▶ **Selected extract**

........

Data makes better products, period! Part 1/3

Johannes Schauer
sclable
Published in
3 min readAug 11, 2023

Continuous improvement of your digital product or service is vital to user satisfaction, and only possible when you set relevant goals.

Part 1: How to set relevant goals

User satisfaction is vital to the success of any digital product or service, but many suffer an imbalance of need (What do my users require?) versus delivery (What can I provide to my users now?). Instead, digital services should be understood and treated as “living”. They need continuous improvement to maintain relevance to users, or risk extinction.

So, what can your company do to reach (and maintain) this balance, all while continuously improving? I believe it can be achieved by starting with a cross-functional team defining clear, motivating and ambitious goals that are user-centric and consider all internal stakeholders.

HEART Categories

At Sclable, we build out these goals with HEART, a Google framework originally created for UX improvement. It focuses on defining comprehensive user-driven goals and working to achieve them, all while ensuring continuous discovery of user needs. HEART combined with the Goals-Signals-Metrics process helps ensure companies have the right data and use it at the right time to make users happy by considering the following categories:

Happiness (user satisfaction)

Engagement (intensiveness of use)

Adoption (acceptance of new features)

Retention (likelihood of return use)

Task Success (fulfillment of immediate user needs)

Depending on the product’s target audience, not all (user-driven) goal categories are relevant, and others can be added, in particular for business-driven goals e.g. Quality, Time and Effort.

........

▶ **Entries**
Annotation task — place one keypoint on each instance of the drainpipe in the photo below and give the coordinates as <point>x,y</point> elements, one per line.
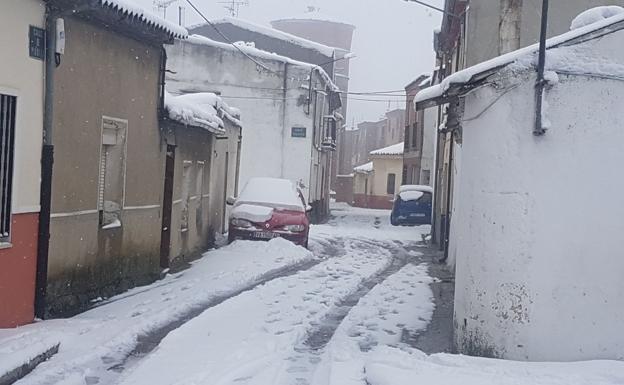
<point>47,161</point>
<point>539,129</point>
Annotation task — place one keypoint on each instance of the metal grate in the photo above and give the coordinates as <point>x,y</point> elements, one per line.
<point>7,143</point>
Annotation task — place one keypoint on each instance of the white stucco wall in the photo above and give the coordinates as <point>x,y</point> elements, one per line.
<point>22,76</point>
<point>538,224</point>
<point>268,149</point>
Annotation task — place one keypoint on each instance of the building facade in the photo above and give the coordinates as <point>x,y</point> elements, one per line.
<point>532,284</point>
<point>376,183</point>
<point>524,284</point>
<point>109,156</point>
<point>201,172</point>
<point>333,34</point>
<point>294,126</point>
<point>370,136</point>
<point>21,125</point>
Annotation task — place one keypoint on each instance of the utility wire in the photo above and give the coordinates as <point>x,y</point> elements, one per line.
<point>230,41</point>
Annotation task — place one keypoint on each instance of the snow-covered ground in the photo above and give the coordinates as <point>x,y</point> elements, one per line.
<point>271,313</point>
<point>392,366</point>
<point>93,342</point>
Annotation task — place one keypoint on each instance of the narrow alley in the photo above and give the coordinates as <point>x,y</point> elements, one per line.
<point>292,318</point>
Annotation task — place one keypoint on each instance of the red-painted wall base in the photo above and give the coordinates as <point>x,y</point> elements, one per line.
<point>18,265</point>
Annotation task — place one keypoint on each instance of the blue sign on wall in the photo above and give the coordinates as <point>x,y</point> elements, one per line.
<point>298,132</point>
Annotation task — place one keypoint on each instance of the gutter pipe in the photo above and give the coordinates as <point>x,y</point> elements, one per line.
<point>539,129</point>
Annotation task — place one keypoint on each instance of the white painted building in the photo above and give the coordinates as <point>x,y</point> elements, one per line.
<point>287,134</point>
<point>21,132</point>
<point>537,222</point>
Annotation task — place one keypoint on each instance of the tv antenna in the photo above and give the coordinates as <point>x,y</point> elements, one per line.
<point>233,6</point>
<point>162,5</point>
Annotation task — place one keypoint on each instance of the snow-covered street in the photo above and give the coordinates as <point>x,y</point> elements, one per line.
<point>271,313</point>
<point>251,312</point>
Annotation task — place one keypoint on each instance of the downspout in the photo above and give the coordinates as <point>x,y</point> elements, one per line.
<point>436,181</point>
<point>47,161</point>
<point>162,81</point>
<point>284,112</point>
<point>449,180</point>
<point>539,129</point>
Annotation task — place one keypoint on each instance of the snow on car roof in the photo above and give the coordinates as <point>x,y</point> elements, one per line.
<point>415,187</point>
<point>411,195</point>
<point>271,192</point>
<point>395,149</point>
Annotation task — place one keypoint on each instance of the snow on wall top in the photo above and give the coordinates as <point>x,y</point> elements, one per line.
<point>130,8</point>
<point>467,75</point>
<point>594,15</point>
<point>316,15</point>
<point>277,34</point>
<point>415,187</point>
<point>365,168</point>
<point>251,50</point>
<point>203,109</point>
<point>271,192</point>
<point>395,149</point>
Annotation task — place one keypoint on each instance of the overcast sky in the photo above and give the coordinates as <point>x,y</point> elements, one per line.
<point>392,41</point>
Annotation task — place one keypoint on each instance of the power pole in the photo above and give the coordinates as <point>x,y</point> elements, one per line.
<point>233,6</point>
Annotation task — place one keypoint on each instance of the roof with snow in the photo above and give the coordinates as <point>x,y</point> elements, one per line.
<point>204,110</point>
<point>251,50</point>
<point>364,169</point>
<point>315,15</point>
<point>395,149</point>
<point>124,15</point>
<point>590,24</point>
<point>133,10</point>
<point>274,33</point>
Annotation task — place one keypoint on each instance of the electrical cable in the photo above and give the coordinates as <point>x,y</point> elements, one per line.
<point>230,41</point>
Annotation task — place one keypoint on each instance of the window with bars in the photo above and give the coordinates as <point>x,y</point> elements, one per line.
<point>7,143</point>
<point>390,188</point>
<point>112,170</point>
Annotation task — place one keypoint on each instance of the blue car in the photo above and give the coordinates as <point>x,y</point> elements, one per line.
<point>412,206</point>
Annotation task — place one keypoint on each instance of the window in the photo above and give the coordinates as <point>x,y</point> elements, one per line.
<point>7,142</point>
<point>112,170</point>
<point>425,178</point>
<point>414,177</point>
<point>186,195</point>
<point>199,190</point>
<point>390,188</point>
<point>407,128</point>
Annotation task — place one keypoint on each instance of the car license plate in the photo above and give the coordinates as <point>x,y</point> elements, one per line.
<point>265,235</point>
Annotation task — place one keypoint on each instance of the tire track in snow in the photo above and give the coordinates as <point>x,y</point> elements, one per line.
<point>311,352</point>
<point>107,369</point>
<point>250,338</point>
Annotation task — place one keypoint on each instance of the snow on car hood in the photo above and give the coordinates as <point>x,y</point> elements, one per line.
<point>271,192</point>
<point>252,213</point>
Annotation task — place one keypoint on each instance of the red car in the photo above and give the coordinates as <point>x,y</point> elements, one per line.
<point>269,208</point>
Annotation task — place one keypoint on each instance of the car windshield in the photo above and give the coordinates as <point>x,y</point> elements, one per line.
<point>271,192</point>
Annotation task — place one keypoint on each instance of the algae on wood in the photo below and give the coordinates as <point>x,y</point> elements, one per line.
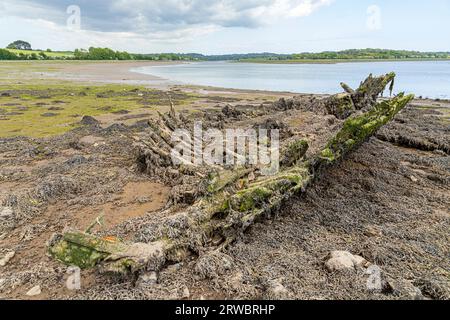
<point>227,209</point>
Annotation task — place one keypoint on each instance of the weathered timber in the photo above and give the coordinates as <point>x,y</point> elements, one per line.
<point>228,208</point>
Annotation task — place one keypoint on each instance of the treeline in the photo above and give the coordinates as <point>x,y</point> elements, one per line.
<point>362,54</point>
<point>109,54</point>
<point>94,54</point>
<point>9,55</point>
<point>372,54</point>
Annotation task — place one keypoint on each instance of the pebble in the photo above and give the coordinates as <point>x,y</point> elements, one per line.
<point>147,279</point>
<point>35,291</point>
<point>6,212</point>
<point>344,261</point>
<point>7,258</point>
<point>186,294</point>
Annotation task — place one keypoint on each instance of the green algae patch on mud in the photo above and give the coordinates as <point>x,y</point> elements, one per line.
<point>51,109</point>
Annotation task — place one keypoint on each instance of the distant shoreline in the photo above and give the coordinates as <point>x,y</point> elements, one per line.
<point>333,61</point>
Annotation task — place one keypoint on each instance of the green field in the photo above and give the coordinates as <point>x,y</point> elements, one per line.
<point>55,54</point>
<point>332,61</point>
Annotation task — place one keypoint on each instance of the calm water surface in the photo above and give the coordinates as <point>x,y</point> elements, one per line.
<point>425,78</point>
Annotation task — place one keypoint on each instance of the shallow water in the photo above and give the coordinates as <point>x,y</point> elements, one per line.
<point>424,78</point>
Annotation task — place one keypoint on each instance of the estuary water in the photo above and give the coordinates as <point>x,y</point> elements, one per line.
<point>429,79</point>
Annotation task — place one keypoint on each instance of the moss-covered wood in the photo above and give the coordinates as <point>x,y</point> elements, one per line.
<point>236,199</point>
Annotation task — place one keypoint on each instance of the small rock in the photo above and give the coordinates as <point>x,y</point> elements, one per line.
<point>49,114</point>
<point>276,289</point>
<point>35,291</point>
<point>89,121</point>
<point>372,231</point>
<point>7,258</point>
<point>186,294</point>
<point>147,279</point>
<point>6,212</point>
<point>344,261</point>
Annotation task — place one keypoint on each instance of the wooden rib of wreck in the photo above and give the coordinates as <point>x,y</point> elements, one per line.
<point>225,209</point>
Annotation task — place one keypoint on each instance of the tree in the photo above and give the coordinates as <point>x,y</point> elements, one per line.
<point>7,55</point>
<point>20,45</point>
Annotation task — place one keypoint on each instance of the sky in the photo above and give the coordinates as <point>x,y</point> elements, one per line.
<point>227,26</point>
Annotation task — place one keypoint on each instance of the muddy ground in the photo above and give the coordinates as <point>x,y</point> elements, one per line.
<point>387,202</point>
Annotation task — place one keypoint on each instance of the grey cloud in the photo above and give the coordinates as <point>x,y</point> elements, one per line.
<point>141,16</point>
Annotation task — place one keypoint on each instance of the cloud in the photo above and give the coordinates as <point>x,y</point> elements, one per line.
<point>164,17</point>
<point>374,22</point>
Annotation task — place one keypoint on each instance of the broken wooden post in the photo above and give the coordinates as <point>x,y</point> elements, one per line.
<point>227,209</point>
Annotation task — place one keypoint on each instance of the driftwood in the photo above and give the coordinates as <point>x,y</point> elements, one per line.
<point>233,199</point>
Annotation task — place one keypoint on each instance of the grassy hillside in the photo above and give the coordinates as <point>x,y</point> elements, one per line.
<point>56,54</point>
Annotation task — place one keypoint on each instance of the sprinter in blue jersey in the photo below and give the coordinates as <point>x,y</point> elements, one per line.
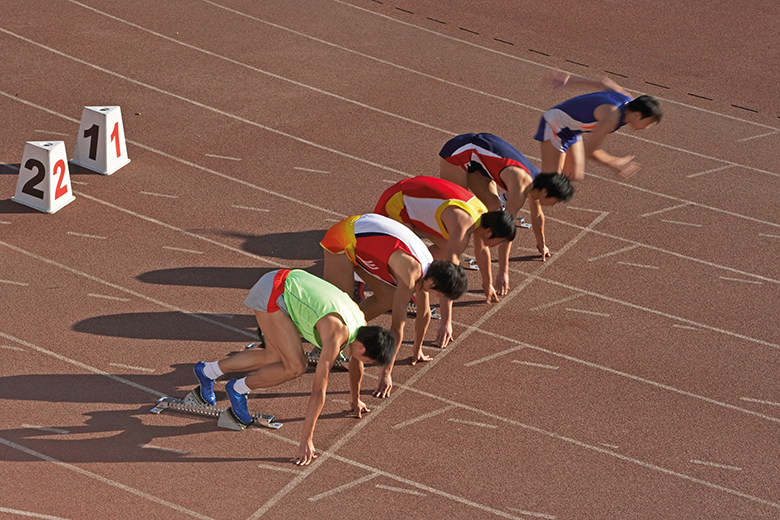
<point>598,114</point>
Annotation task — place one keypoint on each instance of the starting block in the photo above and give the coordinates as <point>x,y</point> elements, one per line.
<point>100,145</point>
<point>193,404</point>
<point>44,179</point>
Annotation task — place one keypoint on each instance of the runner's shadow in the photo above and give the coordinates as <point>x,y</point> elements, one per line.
<point>173,326</point>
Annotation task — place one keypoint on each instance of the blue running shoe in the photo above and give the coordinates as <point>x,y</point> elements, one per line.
<point>238,404</point>
<point>206,384</point>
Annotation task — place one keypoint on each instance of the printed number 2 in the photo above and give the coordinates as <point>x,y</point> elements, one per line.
<point>93,132</point>
<point>30,187</point>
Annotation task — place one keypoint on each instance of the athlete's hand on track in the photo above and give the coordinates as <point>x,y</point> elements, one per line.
<point>305,454</point>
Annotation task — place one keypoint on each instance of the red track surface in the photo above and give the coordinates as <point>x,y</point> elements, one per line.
<point>634,375</point>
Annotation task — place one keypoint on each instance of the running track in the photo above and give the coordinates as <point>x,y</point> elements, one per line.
<point>633,375</point>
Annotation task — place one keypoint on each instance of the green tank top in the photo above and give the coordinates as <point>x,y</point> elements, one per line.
<point>309,298</point>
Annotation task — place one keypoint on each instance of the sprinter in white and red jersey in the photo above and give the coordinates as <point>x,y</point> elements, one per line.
<point>597,114</point>
<point>449,216</point>
<point>485,163</point>
<point>397,265</point>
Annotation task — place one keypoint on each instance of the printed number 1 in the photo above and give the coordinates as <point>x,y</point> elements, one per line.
<point>93,132</point>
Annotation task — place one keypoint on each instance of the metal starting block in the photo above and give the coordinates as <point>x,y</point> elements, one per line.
<point>194,404</point>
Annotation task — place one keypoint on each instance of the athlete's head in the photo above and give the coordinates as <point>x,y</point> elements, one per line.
<point>447,278</point>
<point>378,342</point>
<point>500,223</point>
<point>559,188</point>
<point>646,111</point>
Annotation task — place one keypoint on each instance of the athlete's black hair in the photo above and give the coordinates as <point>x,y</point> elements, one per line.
<point>500,223</point>
<point>379,343</point>
<point>556,184</point>
<point>646,105</point>
<point>448,278</point>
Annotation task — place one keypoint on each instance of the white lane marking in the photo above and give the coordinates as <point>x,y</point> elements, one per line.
<point>341,488</point>
<point>160,448</point>
<point>271,467</point>
<point>678,206</point>
<point>179,249</point>
<point>556,302</point>
<point>130,367</point>
<point>538,365</point>
<point>740,280</point>
<point>680,223</point>
<point>104,480</point>
<point>400,490</point>
<point>531,513</point>
<point>605,255</point>
<point>308,170</point>
<point>639,265</point>
<point>158,194</point>
<point>223,157</point>
<point>473,423</point>
<point>250,208</point>
<point>697,329</point>
<point>48,132</point>
<point>759,401</point>
<point>587,312</point>
<point>423,417</point>
<point>710,171</point>
<point>73,233</point>
<point>11,282</point>
<point>715,465</point>
<point>46,429</point>
<point>105,297</point>
<point>756,136</point>
<point>30,514</point>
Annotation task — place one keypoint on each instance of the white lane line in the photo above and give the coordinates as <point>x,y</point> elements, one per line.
<point>250,208</point>
<point>400,490</point>
<point>756,136</point>
<point>11,282</point>
<point>592,313</point>
<point>680,223</point>
<point>104,480</point>
<point>473,423</point>
<point>678,206</point>
<point>130,367</point>
<point>48,132</point>
<point>30,514</point>
<point>9,347</point>
<point>308,170</point>
<point>105,297</point>
<point>756,282</point>
<point>730,165</point>
<point>697,329</point>
<point>714,465</point>
<point>538,365</point>
<point>556,302</point>
<point>623,250</point>
<point>423,417</point>
<point>160,448</point>
<point>639,265</point>
<point>46,429</point>
<point>531,513</point>
<point>73,233</point>
<point>759,401</point>
<point>180,250</point>
<point>223,157</point>
<point>339,489</point>
<point>271,467</point>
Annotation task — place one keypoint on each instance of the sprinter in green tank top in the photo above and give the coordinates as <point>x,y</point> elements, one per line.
<point>289,304</point>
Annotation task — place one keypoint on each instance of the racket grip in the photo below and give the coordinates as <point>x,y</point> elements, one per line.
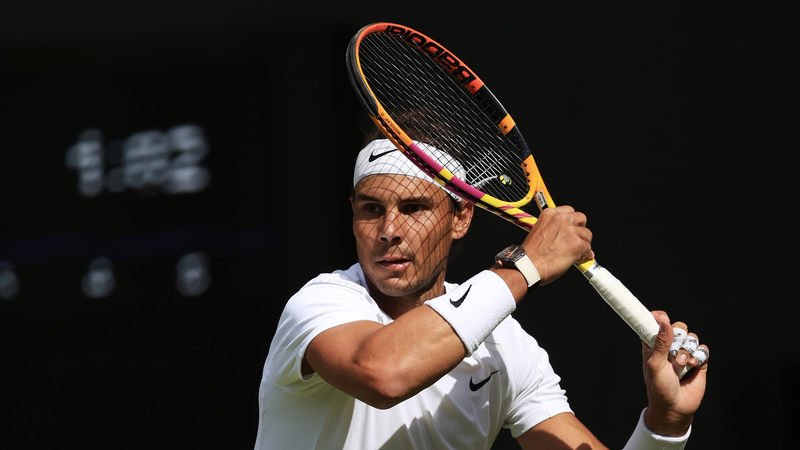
<point>627,306</point>
<point>623,302</point>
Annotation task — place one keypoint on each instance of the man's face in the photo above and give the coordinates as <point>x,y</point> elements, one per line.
<point>404,227</point>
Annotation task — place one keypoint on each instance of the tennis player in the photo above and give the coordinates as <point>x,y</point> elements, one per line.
<point>388,355</point>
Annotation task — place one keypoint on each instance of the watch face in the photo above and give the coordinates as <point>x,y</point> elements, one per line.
<point>512,253</point>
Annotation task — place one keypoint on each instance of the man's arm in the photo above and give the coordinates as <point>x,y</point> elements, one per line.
<point>672,401</point>
<point>561,432</point>
<point>382,365</point>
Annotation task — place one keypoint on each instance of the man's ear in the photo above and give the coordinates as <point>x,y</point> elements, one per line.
<point>463,219</point>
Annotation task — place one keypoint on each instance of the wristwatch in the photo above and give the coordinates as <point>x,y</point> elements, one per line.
<point>514,257</point>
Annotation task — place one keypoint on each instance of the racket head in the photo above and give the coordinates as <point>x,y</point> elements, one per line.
<point>417,91</point>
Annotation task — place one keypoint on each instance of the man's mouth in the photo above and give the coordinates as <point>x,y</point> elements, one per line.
<point>394,263</point>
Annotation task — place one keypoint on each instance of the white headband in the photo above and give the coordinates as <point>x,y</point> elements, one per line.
<point>382,157</point>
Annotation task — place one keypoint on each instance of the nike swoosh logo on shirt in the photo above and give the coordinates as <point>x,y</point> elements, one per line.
<point>475,386</point>
<point>373,156</point>
<point>458,302</point>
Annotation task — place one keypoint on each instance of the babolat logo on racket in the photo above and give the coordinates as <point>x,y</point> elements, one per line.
<point>435,51</point>
<point>541,199</point>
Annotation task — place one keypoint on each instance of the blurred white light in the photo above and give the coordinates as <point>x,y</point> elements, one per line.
<point>99,281</point>
<point>192,274</point>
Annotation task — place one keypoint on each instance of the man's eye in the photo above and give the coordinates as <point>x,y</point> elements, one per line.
<point>411,209</point>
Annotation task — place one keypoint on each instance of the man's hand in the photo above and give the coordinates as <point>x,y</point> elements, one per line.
<point>558,240</point>
<point>672,401</point>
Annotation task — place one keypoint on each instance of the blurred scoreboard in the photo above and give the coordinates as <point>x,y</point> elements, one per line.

........

▶ **Tasks and exercises**
• A. Quote the records from the line containing "the white painted" up to and including the line containing "<point>537,222</point>".
• B. Continue the article on setting goals for digital products from where it stops.

▶ **Answers provided**
• A.
Annotation task — place one keypoint on each instance of the white painted building in the photo above and give the coordinates as <point>x,y</point> elements, one per line.
<point>287,134</point>
<point>21,132</point>
<point>537,222</point>

• B.
Going from goals to signals to metrics

The tricky thing about goals is that they often aren’t measurable, but you need quantifiable metrics to understand if you’re achieving them. In these cases, our team applies the Goals-Signals-Metric process to identify “signals” and derive corresponding metrics. Signals are user activities or events that can be captured with data to drive measurability of your goals.

Here’s an example for one goal and one metric of an online newspaper:

Goal: Ensure published content is relevant for new users

Signals: Number of sessions, session duration, registration date

Metric: In their first month after registering, at least 50% of (new) users have more than 10 sessions

Example for Goals, Signals & Metrics

In sum, starting with goals developed with HEART and following up with Goals-Signals-Metrics ensures our clients’ expectations are well covered, while the corresponding metrics are relevant, clearly defined, simple to understand, measurable, comparable over time, actionable and ownable. Once they’re set, it’s important to communicate them company-wide and accept challenges to them, so that they can be prioritized (and reprioritized) to suit the continuous improvement of your product or service. Finally, because less is more when it comes to metrics, I encourage you to consider setting a “North Star” metric.

You’re probably asking now, “How do I measure these metrics?” Check out Part 2 of my series!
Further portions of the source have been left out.